Deine Aufgaben:
1. Fasse den Absatz im Text über Berlusconi, der mit „Herausforderer Fini hatte“ beginnt, kürzer zusammen und behalte dabei seine wichtigsten Fakten.
2. Wann kam es laut dem Text über Berlusconi zum Bruch mit seinem früheren Bündnispartner Fini?
3. Führe den Text über Berlusconi bitte ab seinem letzten Satz weiter.

Vorliegender Text:
▬▬▬▬▬▬▬▬▬▬

Berlusconi hat im Parlament seit dem Bruch mit seinem früheren Bündnispartner Fini Ende Juli keine Mehrheit mehr. Schon im September gewann er trotzdem eine Vertrauensabstimmung. Doch wie es jetzt weitergehen soll, ist offen. Mit so knapper Mehrheit könne man nicht regieren, meinten Mitglieder der Opposition. Selbst Berlusconis Koalitionspartner Bossi hatte mehrfach für Neuwahlen plädiert. Seine Partei könnte nach jüngsten Umfragen bei einem Urnengang deutlich zulegen.
Herausforderer Fini hatte Berlusconi wiederholt zum Rücktritt aufgefordert, um damit den Weg für eine neue Mitte-Rechts-Regierung freizumachen. Dies lehnte Berlusconi kategorisch ab. Sollte er das Vertrauen nicht mehr bekommen, werde es Neuwahlen geben, sagte er. Für den 58-jährigen Fini ist dieser gescheiterte Misstrauensantrag gegen Berlusconi eine äußerst schwere Niederlage. Drei seiner FLI- Abgeordneten schlossen sich dem Votum gegen Berlusconi nicht an.

▬▬▬▬▬▬▬▬▬▬

Bereitgestellte Daten:

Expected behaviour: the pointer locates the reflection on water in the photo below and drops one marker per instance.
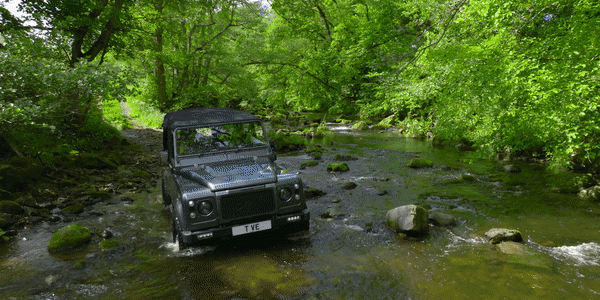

▬▬▬▬▬▬▬▬▬▬

Endgültige Antworten:
1. Fini forderte Berlusconi mehrfach zum Rücktritt auf, um den Weg für eine neue Mitte-Rechts-Regierung freizumachen. Berlusconi lehnte das kategorisch ab und kündigte für den Fall, dass er das Vertrauen verliert, Neuwahlen an. Der gescheiterte Misstrauensantrag ist für den 58-jährigen Fini eine äußerst schwere Niederlage. Drei seiner FLI-Abgeordneten stimmten nicht gegen Berlusconi.

2. Ende Juli.

3.
Während der Abstimmung im Parlament kam es in der Umgebung zu schweren Auseinandersetzungen zwischen Berlusconi-Gegnern - darunter auch viele Studenten und Schüler - und der Polizei. Randalierende Demonstranten setzten unter anderem ein Fahrzeug der Stadtreinigung und ein Auto der Finanzpolizei in Brand. Andere zündeten im Zentrum von Rom drei Sprengsätze in einer Gasse nahe dem Abgeordnetenhaus und bewarfen die Polizei mit Eiern und Farbbeuteln. Sowohl Demonstranten als auch Polizeibeamte wurden verletzt, berichteten nationale Medien.